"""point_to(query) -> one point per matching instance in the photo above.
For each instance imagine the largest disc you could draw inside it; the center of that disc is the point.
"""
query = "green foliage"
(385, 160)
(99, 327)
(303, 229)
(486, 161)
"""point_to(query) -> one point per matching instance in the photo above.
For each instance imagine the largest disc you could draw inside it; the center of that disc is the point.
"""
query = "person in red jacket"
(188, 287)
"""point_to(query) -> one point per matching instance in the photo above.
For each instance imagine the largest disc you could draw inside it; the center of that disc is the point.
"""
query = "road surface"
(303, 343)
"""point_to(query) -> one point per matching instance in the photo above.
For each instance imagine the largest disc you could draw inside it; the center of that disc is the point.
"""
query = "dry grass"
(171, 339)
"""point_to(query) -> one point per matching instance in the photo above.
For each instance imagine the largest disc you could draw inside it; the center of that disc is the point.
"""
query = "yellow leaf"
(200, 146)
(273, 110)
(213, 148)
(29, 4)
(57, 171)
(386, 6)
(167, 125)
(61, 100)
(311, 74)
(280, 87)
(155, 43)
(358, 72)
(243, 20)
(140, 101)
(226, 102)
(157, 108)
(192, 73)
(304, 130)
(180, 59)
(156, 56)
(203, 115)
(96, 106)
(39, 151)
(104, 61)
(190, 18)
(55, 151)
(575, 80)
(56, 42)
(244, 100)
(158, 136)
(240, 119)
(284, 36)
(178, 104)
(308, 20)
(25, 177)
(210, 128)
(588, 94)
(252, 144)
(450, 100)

--*--

> [EXERCISE REQUIREMENTS]
Print the records again in their entirety, character for character.

> [REPLY]
"""point_to(query) -> one point per matching instance in the photo above.
For each instance imagine the largest disc you could draw inside it; the center of that disc is the point.
"""
query = "green foliage"
(385, 160)
(99, 327)
(303, 229)
(486, 161)
"""point_to(query) -> one point per matching instance in the photo above.
For each instance imagine the largest disc you could draw inside it; the center of that disc is the point.
"""
query = "person in red jacket"
(188, 287)
"""point_to(query) -> one point per matching instance in the photo above.
For each instance imagine the largest disc you could draw inside it; the center of that disc is the point.
"""
query = "road surface"
(303, 343)
"""point_to(query) -> one point per matching instance in the photo above.
For each instance imagine the largest disc you could draw inside it; the center of that disc is the point.
"""
query = "dry grass"
(171, 339)
"""point_to(query) -> one point per matching instance in the photo above.
For each instance imagine the largest disc you could draw inside it; the center of that disc is the point.
"""
query = "yellow leaf"
(200, 146)
(273, 110)
(213, 148)
(29, 4)
(57, 171)
(386, 6)
(167, 125)
(61, 100)
(311, 74)
(280, 87)
(155, 43)
(358, 72)
(243, 20)
(140, 101)
(226, 102)
(157, 108)
(192, 73)
(304, 130)
(180, 59)
(156, 56)
(203, 115)
(96, 106)
(39, 151)
(104, 61)
(190, 18)
(55, 151)
(575, 80)
(56, 42)
(244, 100)
(158, 136)
(240, 119)
(284, 36)
(178, 104)
(308, 20)
(25, 177)
(210, 128)
(588, 94)
(252, 144)
(450, 100)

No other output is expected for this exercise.